# Instructions for the task
Extract the listing below in full, unchanged.

# Raw records
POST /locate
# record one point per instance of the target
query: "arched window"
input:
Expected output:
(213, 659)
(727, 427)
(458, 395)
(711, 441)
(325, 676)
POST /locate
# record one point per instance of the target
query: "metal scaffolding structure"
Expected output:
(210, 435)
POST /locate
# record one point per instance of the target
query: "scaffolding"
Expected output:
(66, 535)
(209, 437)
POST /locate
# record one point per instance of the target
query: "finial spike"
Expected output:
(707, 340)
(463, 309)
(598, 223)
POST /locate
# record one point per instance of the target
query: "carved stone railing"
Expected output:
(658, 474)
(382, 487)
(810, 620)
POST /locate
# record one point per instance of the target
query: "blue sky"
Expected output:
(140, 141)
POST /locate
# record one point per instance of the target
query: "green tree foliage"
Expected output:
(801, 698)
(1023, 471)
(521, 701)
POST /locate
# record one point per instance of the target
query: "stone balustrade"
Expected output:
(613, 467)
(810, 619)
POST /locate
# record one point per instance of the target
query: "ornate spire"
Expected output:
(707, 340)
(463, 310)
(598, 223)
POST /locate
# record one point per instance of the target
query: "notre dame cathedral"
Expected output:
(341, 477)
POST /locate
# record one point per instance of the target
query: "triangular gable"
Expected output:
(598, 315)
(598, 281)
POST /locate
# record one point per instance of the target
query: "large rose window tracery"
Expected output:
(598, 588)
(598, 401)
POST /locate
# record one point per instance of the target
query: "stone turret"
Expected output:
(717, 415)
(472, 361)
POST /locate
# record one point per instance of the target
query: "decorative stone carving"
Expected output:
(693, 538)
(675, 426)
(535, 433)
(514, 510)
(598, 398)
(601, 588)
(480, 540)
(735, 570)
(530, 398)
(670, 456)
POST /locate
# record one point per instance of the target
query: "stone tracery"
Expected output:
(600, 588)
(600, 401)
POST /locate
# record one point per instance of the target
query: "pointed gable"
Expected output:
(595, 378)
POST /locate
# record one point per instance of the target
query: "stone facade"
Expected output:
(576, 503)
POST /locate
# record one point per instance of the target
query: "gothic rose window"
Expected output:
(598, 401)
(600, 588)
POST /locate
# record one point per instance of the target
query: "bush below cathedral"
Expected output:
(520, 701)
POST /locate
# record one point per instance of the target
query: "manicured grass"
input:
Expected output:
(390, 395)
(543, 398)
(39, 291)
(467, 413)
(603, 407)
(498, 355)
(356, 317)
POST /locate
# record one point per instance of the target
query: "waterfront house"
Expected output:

# Output of the exercise
POST /locate
# record one point per instance of the target
query: "arched window"
input:
Expected output:
(213, 659)
(727, 427)
(458, 395)
(711, 441)
(325, 676)
POST /locate
# record one point per instance of the target
query: "metal scaffolding structure"
Expected output:
(210, 435)
POST /locate
# record one point per instance of the target
query: "scaffolding"
Expected output:
(66, 535)
(209, 437)
POST /locate
# record one point per instance of the target
query: "finial spike"
Expected output:
(707, 340)
(463, 309)
(598, 223)
POST /locate
# record one point per instance of the target
query: "carved stone railing"
Expected output:
(658, 474)
(382, 487)
(810, 620)
POST /locate
# record one point per instance of the target
query: "blue sky"
Expected output:
(140, 141)
POST /locate
# record one point per instance of the target
query: "green tree foliage"
Expected output:
(801, 698)
(1023, 471)
(521, 701)
POST /locate
# record one point per instance of the target
query: "stone balustrade"
Expected output:
(613, 467)
(810, 619)
POST /locate
# record one point per instance of the target
query: "ornate spire"
Expected output:
(707, 340)
(463, 310)
(598, 223)
POST /locate
# record one point per instance of the target
query: "notre dame cathedral"
Expected output:
(341, 477)
POST /locate
# record one point per instance of the target
query: "triangular gable"
Expected output:
(598, 315)
(598, 281)
POST /locate
# record one point per instance of the target
query: "large rose window tracery"
Expected output:
(598, 588)
(598, 401)
POST /locate
# record one point per instance of the target
query: "stone turret"
Expected output:
(717, 415)
(472, 361)
POST /locate
# record one point per instance of the target
query: "decorative stone carving"
Expected output:
(693, 538)
(675, 426)
(535, 433)
(514, 510)
(598, 398)
(601, 588)
(480, 540)
(735, 570)
(530, 398)
(670, 456)
POST /locate
# record one point per instance of the target
query: "stone tracery"
Expected output:
(600, 588)
(600, 401)
POST /locate
# record one point per instance of the target
query: "pointed gable"
Expected output:
(595, 378)
POST /locate
# record one point per instance of the target
query: "stone facade"
Expected output:
(576, 503)
POST /locate
# record one point per instance of the target
query: "gothic rose window"
Expected output:
(598, 401)
(600, 588)
POST /locate
# record one point per instance of the target
query: "bush below cathedral"
Expected output:
(520, 701)
POST /locate
# record one point per instance of the target
query: "manicured grass"
input:
Expected output:
(390, 395)
(543, 398)
(39, 291)
(467, 413)
(603, 407)
(498, 355)
(356, 317)
POST /locate
# record one point per instance of the target
query: "waterfront house"
Expected output:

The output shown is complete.